- PASSAGE PROVIDED
####
Flags... Anyone who has programmed before knows that computers make decisions based on comparisons of variables and/or constants. Anyone who has programmed assembly language before knows that this is a two part process. First the comparison is performed, at which point the results are stored using serveral flags. After this conditional jumps, calls, and returns either do or don't branch to other places based on the values of these flags. An example of how this works ported to 82BASIC:
If A=3
Then
F=1
Else
F=0
End
If F=1
Goto G

In assembler this is:
CMP (10B8), 3
JZ G

The code of: If A=1
Then
0\->\A
Else
1\->\A
End

Could translate to:
CMP (39DE), 1
JZ L1
LD (39DE), 1
JP L2
L1:
LD (39DE), 0
L2:
end of if-then-else

The obvious questions from this are what is a flag, what does it mean, and how do I use it. The answers are:

  1. A flag is a single bit in the F register of the Z80. Six of these are defined. They are the Sign flag, Zero flag, Half carry flag, Parity flag, N Add/Subtract flag, and the Carry flag. Usually you don't access these directly, but set them with instructions for that purpose (usually CP) and use them to control jumps, returns, and calls. A flag is either called by its name, or its name's first letter. The add/subtract flad with the letter N is the only exception.
  2. A flag means that when you were doing something a condition was met. Here is a list of what the flags mean:

    bit 7 S/Sign: This is normally examined after an ADD, SUB, ADC, SBB, or CP. If the result in a math operation was negative this bit will be set, otherwise it will be cleared. This is used after math instructions to see what the number's sign was, and after CP's to see which of the numbers compared is greater. A CP is actually a subtraction that only affects the F register. So CP A, 3 acts like SUB A, 3 except that A doesn't change. That means if the Z flag isn't set (a common test) then if S is clear the first number was larger, and if S is clear the second number was larger.

    bit 6 Z/Zero:This flag tells you (usually after an INC, DEC, ADD, ADC, SUB, SBC, or CP) whether the result was zero. This is most useful with CP because if the Z flag is set the numbers compared were equal.
####
- SET TASKS
**a)** In the passage on Z80 flags, which register holds the flag bits?
**b)** Continue the passage on Z80 flags from where it stops.

- STORED ROWS
####
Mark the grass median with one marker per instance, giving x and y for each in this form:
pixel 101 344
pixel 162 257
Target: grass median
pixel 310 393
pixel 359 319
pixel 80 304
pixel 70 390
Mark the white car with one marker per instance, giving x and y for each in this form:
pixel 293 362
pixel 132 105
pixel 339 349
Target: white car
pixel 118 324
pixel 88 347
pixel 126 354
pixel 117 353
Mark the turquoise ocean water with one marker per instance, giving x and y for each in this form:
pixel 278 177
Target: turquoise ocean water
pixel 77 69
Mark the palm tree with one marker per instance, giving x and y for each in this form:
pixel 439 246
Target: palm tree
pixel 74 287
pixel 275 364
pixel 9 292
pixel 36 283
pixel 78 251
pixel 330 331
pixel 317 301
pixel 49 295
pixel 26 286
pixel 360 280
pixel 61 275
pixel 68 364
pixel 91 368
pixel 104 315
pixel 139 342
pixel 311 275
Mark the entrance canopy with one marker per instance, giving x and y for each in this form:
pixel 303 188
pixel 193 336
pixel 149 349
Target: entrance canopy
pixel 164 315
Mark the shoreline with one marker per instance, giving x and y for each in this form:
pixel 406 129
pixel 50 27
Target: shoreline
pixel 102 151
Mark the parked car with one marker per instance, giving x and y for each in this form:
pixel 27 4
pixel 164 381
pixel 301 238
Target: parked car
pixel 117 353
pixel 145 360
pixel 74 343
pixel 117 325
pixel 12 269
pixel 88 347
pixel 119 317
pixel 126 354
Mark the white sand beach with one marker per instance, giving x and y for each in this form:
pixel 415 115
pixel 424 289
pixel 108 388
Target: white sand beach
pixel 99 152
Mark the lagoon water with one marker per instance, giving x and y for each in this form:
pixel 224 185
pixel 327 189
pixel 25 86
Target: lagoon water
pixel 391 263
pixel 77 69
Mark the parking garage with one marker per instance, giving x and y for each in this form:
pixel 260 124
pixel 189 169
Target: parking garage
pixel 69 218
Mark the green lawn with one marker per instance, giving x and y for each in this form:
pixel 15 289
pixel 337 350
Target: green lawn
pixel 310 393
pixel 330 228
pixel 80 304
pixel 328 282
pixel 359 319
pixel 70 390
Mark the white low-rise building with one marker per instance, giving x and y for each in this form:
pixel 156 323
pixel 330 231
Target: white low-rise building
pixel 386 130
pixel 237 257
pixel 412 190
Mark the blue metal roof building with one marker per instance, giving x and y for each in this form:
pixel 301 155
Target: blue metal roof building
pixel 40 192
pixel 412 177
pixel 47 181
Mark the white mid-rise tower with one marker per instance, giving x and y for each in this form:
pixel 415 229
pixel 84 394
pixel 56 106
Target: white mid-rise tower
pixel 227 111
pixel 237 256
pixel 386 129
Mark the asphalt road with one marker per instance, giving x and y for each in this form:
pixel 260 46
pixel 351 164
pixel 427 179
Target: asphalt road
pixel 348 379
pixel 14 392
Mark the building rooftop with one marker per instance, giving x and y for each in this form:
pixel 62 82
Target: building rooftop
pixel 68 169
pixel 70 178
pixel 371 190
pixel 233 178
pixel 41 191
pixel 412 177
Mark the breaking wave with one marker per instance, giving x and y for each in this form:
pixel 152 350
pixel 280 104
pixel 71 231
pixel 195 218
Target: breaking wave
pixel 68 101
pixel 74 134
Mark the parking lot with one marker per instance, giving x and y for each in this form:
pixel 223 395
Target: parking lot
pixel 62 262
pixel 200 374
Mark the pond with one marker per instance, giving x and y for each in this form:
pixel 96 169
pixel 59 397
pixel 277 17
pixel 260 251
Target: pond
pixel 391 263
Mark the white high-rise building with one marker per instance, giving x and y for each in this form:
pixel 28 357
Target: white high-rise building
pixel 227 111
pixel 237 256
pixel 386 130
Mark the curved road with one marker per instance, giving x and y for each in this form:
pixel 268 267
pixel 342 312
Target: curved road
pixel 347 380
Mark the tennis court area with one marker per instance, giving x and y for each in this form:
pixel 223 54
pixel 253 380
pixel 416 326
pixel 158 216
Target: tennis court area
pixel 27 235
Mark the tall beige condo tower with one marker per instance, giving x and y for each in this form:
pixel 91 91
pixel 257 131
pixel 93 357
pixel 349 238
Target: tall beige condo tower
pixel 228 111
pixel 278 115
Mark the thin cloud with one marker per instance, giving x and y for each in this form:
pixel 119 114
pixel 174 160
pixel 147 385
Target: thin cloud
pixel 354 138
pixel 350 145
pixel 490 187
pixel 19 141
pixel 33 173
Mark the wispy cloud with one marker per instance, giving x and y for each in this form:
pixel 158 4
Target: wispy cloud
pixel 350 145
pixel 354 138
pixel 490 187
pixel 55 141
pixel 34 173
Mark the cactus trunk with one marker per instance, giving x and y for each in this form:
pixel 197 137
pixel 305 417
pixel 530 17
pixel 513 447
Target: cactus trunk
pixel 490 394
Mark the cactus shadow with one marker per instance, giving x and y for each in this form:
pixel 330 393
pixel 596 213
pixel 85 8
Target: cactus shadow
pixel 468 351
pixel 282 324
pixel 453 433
####
- THE RESULTS
**a)** The F register of the Z80.

**b)**
    bit 4 H/Half Carry:If a byte is added or subtracted with another byte so that the first four bits arithmetic requires a carry to or a borrow from the other four bits, this flag is set. The same thing happens when adding or subtracting word registers except the dividing line is when the rightmost 8 bits require a carry or borrow.

    bit 2 P/Parity/Overflow: This flag tests parity (used often with communications) and overflows. This is most often used for overflows. If the sum of two bytes is greater than 127, the difference is less then -128, the sum of two words is greater than 32767 or their differance is less than -32768 this flag is set, otherwise it is cleared.

    bit 1 N/Add/Subtract: This flag is set by some instructions, cleared by others, and ignored by the rest. You shouldn't have to worry about this flag.

    bit 0 C/Carry: This flag is similar to the Half Carry flag except for bytes this occurs if the result is greater than 255 or less than 0. This occurs with word registers if a sum is greater than 65535 or less than 0.

  3. The last question, how do I use a flag has serveral answers depending on what flag you want to use. When using the Carry flag you can use the ADC (ADd with Carry) and SBB (SuBtract with Borrow) instructions which will add or subtrat an extra digit if the Carry flag is set. There are also opcodes like CCF (Complement Carry Flag) that set the carry flag if it is clear, and clear it if it is set. Most often however, conditional jumps are used to act on the settings of flags. For instance, a JP Z, RED would jump to RED if and only if the Z flag was set. According to a popular document the conditions available are C, M, NC, NZ, P, PE, PO, and Z. No mention is made of what M is, or whether P corresponds to PE or PO. Since this is so screwy I believe it to be in error and this section will be updated when I'm done testing this for myself.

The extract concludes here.